Chattogram BGMEA University of Fashion & Technology
- Other name: CBUFT
- Former names: Chattogram BGMEA Institute of Fashion & Technology-CBIFT
- Motto: Creating Skills for Better Tomorrow
- Type: Private research
- Established: 24 August 2022; 3 years ago
- Founder: Nasir Uddin Chowdhury
- Parent institution: Bangladesh Garment Manufacturers and Exporters Association
- Accreditation: Institution of Textile Engineers and Technologists;
- Affiliations: University Grants Commission (UGC)
- Chairman: Nasir Uddin Chowdhury
- Chancellor: President Mohammed Shahabuddin
- Vice-Chancellor: Mohammed Obaidul Karim
- Academic staff: 30
- Administrative staff: 10
- Location: BGMEA Bhaban, 669/E, Jhautala Road, South Khulshi, Chattogram, Bangladesh 22°21′39″N 91°48′27″E﻿ / ﻿22.3609°N 91.8075°E
- Campus: 3.7 acres (1.5 ha); Urban;
- Language: English, Bangla
- Website: cbuft.edu.bd

= Chattogram BGMEA University of Fashion and Technology =

University in Bangladesh

Chattogram BGMEA University of Fashion and Technology (Bengali: চট্টগ্রাম বিসিএমইএ ইউনিভার্সিটি অফ ফ্যাশন অ্যান্ড টেকনোলজি), commonly known as CBUFT, is a private university located in South Khulshi, Chattogram, Bangladesh. Established under the Private Universities Act 2010, the university is committed to providing quality higher education and promoting research and innovation in fashion and textiles. It was founded with the vision of becoming a center of academic excellence in Bangladesh’s southeastern region, especially serving the needs of the country’s vibrant garment and textile industries.

Pointing entries for labeled objects:

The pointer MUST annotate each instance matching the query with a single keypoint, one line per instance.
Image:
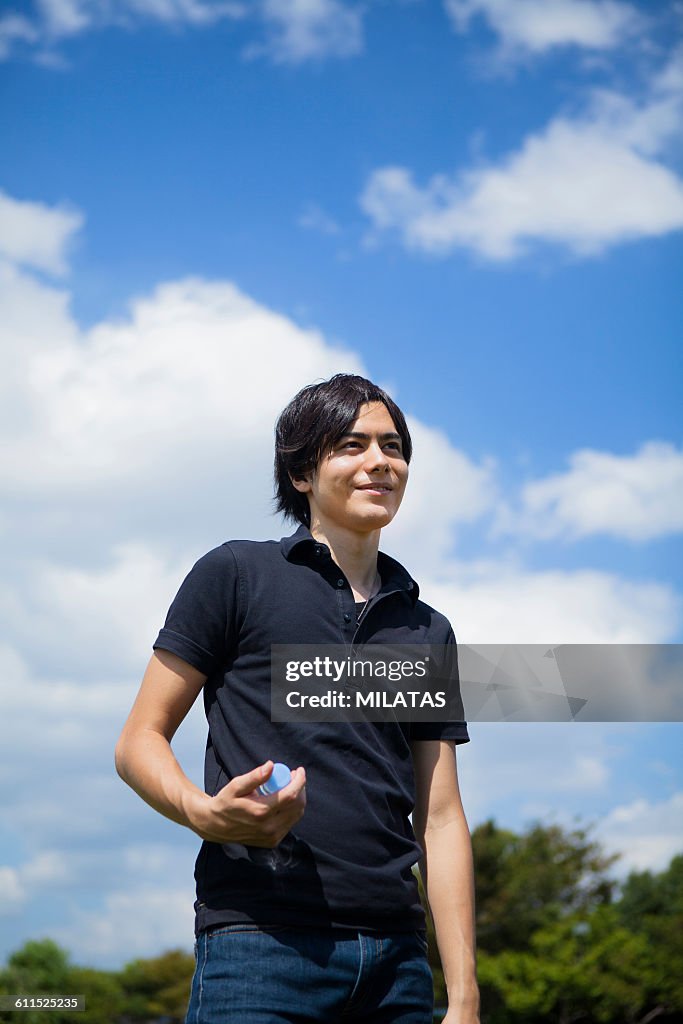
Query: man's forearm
(144, 760)
(449, 878)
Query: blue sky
(205, 206)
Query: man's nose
(376, 457)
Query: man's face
(359, 484)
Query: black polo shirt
(348, 861)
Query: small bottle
(280, 777)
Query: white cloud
(133, 923)
(638, 497)
(538, 26)
(446, 489)
(55, 20)
(296, 31)
(647, 834)
(36, 236)
(313, 218)
(491, 603)
(12, 893)
(13, 28)
(304, 30)
(584, 182)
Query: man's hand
(239, 813)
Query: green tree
(158, 987)
(651, 906)
(580, 969)
(524, 883)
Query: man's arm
(447, 875)
(144, 760)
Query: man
(307, 906)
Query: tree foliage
(558, 944)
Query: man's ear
(301, 482)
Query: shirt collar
(394, 576)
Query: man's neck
(355, 554)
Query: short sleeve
(456, 728)
(202, 624)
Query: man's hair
(310, 426)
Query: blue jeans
(288, 976)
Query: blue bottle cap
(281, 777)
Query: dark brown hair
(310, 426)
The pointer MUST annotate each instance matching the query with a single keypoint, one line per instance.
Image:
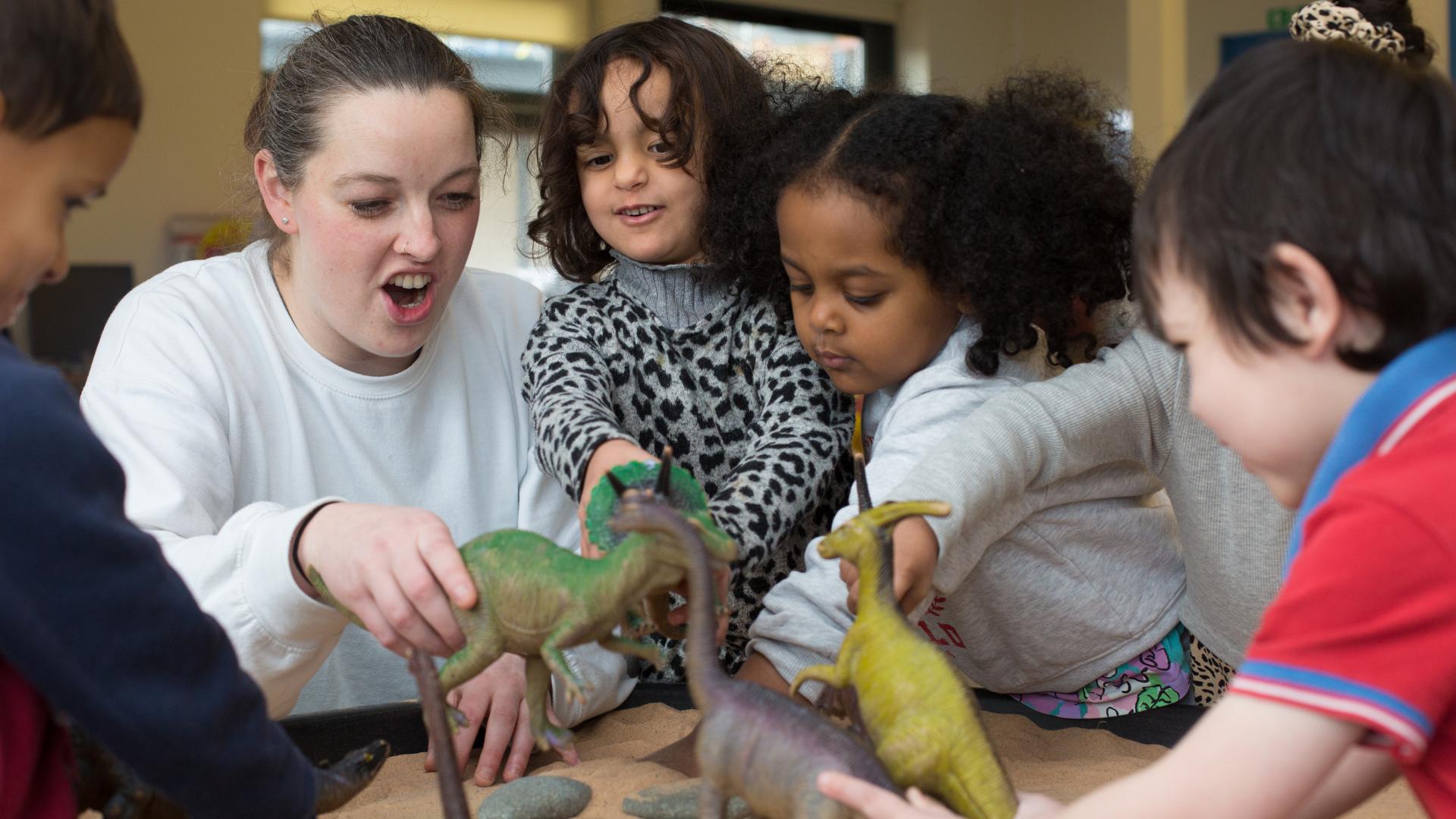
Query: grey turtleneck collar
(679, 295)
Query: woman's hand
(397, 569)
(495, 701)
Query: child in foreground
(1321, 341)
(937, 251)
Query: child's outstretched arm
(93, 618)
(1117, 409)
(799, 442)
(805, 617)
(568, 390)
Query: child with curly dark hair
(660, 346)
(937, 251)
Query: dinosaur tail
(704, 672)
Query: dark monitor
(66, 319)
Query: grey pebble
(536, 798)
(677, 800)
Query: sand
(1062, 764)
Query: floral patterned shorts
(1158, 676)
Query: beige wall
(963, 46)
(199, 61)
(199, 66)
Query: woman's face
(44, 181)
(379, 224)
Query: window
(843, 52)
(509, 66)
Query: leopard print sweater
(731, 391)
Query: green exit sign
(1277, 18)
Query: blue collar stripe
(1413, 375)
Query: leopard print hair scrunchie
(1329, 20)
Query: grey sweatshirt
(1076, 576)
(1128, 406)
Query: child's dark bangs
(676, 126)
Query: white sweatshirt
(1071, 580)
(231, 428)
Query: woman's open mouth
(410, 297)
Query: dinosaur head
(654, 510)
(868, 526)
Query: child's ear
(1305, 297)
(277, 197)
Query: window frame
(880, 38)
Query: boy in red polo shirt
(1298, 241)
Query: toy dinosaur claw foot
(555, 738)
(576, 694)
(341, 781)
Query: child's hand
(916, 554)
(392, 567)
(607, 457)
(723, 576)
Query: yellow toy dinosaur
(922, 720)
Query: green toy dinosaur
(752, 742)
(536, 599)
(922, 720)
(644, 482)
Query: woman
(343, 395)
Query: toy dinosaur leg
(826, 673)
(915, 757)
(566, 634)
(974, 777)
(712, 803)
(538, 687)
(648, 651)
(484, 646)
(658, 608)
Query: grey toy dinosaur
(753, 744)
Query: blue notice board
(1234, 44)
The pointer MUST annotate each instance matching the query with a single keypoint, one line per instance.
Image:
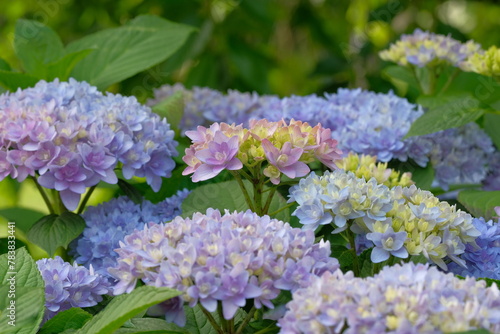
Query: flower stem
(44, 195)
(86, 199)
(269, 200)
(225, 323)
(355, 260)
(211, 319)
(283, 208)
(243, 189)
(246, 320)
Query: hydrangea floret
(408, 298)
(265, 152)
(482, 259)
(221, 259)
(424, 48)
(68, 286)
(400, 221)
(487, 63)
(366, 166)
(108, 223)
(68, 136)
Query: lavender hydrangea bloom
(226, 259)
(110, 222)
(68, 286)
(482, 260)
(73, 137)
(409, 298)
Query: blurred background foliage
(279, 47)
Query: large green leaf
(172, 108)
(14, 80)
(453, 113)
(22, 283)
(24, 218)
(53, 231)
(228, 195)
(491, 126)
(73, 318)
(150, 326)
(62, 67)
(480, 203)
(122, 52)
(124, 307)
(36, 44)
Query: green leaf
(454, 113)
(197, 322)
(400, 73)
(36, 44)
(53, 231)
(29, 309)
(151, 326)
(62, 68)
(480, 203)
(122, 52)
(14, 80)
(491, 125)
(20, 269)
(130, 191)
(423, 177)
(4, 65)
(228, 195)
(124, 307)
(24, 218)
(172, 108)
(73, 318)
(22, 264)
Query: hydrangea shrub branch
(264, 153)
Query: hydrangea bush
(342, 212)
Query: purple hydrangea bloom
(226, 259)
(220, 155)
(409, 298)
(109, 223)
(68, 286)
(73, 136)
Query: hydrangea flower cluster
(485, 63)
(110, 222)
(424, 48)
(222, 258)
(400, 221)
(458, 155)
(482, 260)
(286, 147)
(74, 136)
(367, 167)
(374, 123)
(68, 286)
(409, 298)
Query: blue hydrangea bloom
(483, 260)
(68, 286)
(110, 222)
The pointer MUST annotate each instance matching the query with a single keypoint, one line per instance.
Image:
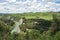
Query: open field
(35, 26)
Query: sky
(21, 6)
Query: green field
(46, 28)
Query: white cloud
(11, 0)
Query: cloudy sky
(20, 6)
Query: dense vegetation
(38, 26)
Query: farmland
(36, 26)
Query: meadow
(38, 26)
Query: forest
(30, 26)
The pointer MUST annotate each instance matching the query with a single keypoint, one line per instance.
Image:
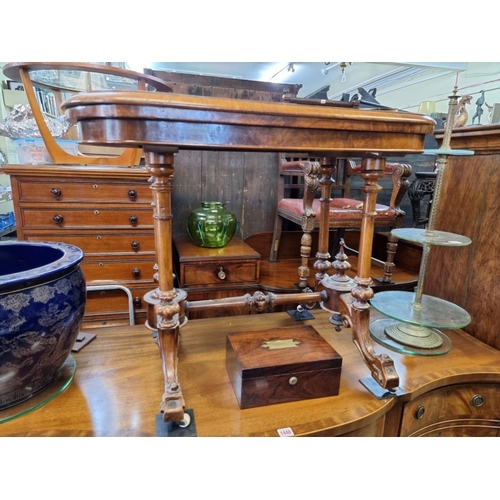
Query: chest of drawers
(105, 211)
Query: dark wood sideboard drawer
(130, 271)
(54, 191)
(219, 273)
(78, 218)
(131, 242)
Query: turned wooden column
(323, 264)
(165, 304)
(355, 306)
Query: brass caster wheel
(186, 420)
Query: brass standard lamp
(420, 317)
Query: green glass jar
(212, 225)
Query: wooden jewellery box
(281, 365)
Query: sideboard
(116, 394)
(470, 205)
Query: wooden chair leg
(275, 242)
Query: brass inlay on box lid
(280, 344)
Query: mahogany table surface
(119, 382)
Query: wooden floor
(282, 276)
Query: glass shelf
(442, 238)
(432, 312)
(61, 382)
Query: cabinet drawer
(43, 218)
(123, 272)
(133, 242)
(456, 410)
(220, 274)
(54, 191)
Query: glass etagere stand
(414, 320)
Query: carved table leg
(355, 306)
(311, 171)
(167, 302)
(323, 264)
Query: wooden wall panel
(245, 182)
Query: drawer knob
(419, 412)
(477, 400)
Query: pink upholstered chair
(298, 201)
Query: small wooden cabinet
(212, 273)
(105, 211)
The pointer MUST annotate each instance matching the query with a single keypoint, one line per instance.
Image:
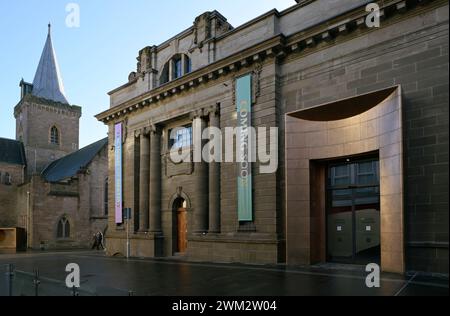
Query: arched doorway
(181, 225)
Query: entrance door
(182, 230)
(353, 213)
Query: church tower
(46, 123)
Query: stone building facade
(362, 114)
(49, 187)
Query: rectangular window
(180, 137)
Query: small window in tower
(63, 230)
(178, 70)
(8, 179)
(54, 136)
(105, 198)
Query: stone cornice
(222, 67)
(276, 47)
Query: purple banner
(118, 174)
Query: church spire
(47, 82)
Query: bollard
(36, 282)
(10, 278)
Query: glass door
(353, 213)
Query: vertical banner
(118, 173)
(244, 116)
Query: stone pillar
(155, 180)
(144, 181)
(201, 177)
(214, 178)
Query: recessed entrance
(180, 208)
(353, 211)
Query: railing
(20, 283)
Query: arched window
(63, 231)
(54, 136)
(8, 179)
(178, 66)
(105, 198)
(164, 75)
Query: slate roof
(70, 165)
(12, 152)
(48, 82)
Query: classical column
(214, 177)
(144, 181)
(155, 180)
(201, 176)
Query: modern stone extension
(335, 88)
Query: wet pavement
(102, 275)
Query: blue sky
(98, 56)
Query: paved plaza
(107, 276)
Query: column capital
(197, 114)
(154, 130)
(213, 110)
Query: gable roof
(12, 152)
(70, 165)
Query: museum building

Tasks for this exercise:
- 1) List every person named in the university article, along with the role or roles the article gives each one.
- 2) According to the university article, on what date was the university established?
- 3) Carry on the article about Chattogram BGMEA University of Fashion and Technology, starting after its last sentence.

Answers for the tasks:
- 1)
- Nasir Uddin Chowdhury: Founder and Chairman
- Mohammed Shahabuddin: Chancellor (listed as President Mohammed Shahabuddin)
- Mohammed Obaidul Karim: Vice-Chancellor

- 2) 24 August 2022

- 3)
==History==
The Department of Secondary and Higher Education of the Ministry of Education of the Government of Bangladesh granted provisional approval for the temporary establishment and operation of the university on 24 August 2022. It started its Journey as a university under the University Grants Commission on 21 January 2023.
== Location ==
CBUFT is located at the BGMEA Building, Jhautola Road, South Khulsi, Chattogram, Bangladesh.
== Rankings ==
Chattogram BGMEA University of Fashion and Technology (CBUFT) has been featured in various global and national ranking systems:

- uniRank (as of 2025): Ranked 144th in Bangladesh and 13,356th in the world.

== Faculties ==
Chattogram BGMEA University of Fashion and Technology has three faculties. They are:
1. The Faculty of Clothing & Fashion Technology (FCFT),
  - Dept. of Textile and Clothing Technology (TCT)
  - Dept. of Fashion Design Technology (FDT)
2. Faculty of Textile Manufacturing & Engineering (FTME),
  - Dept. of Textile Engineering
  - Dept. of Textile Engineering and Management
3. Faculty of Fashion and Apparel Design (FFAD)
  - Dept. of Apparel Merchandising and Management
  - Dept. of Fashion Design
== Academics ==
The university offers several undergraduate and postgraduate degrees:
=== Undergraduate program ===
- B.Sc. in Textile and Clothing Technology (TCT)
- B.Sc. in Fashion Design and Technology (FDT)
- Bachelor of Fashion Design (FD)
- Bachelor of Apparel Merchandising and Management (AMM)
=== Graduate program ===
- MBA in Apparel Merchandising
== Admission Criteria ==
The admission eligibility for enrolling requires have minimum 2.50 GPA in SSC/HSC (Vocational)/Dakhil and HSC/Alim (including additional subjects). The minimum GPA is 2.00 in SSC and HSC equivalent. The total must not be lower than 6.00. Science is mandatory for the Dept. of Textile and Clothing Technology (TCT) and the Dept. of Fashion Design Technology (FDT), and any background for Dept. of Apparel Merchandising and Management and the Dept of Fashion Design.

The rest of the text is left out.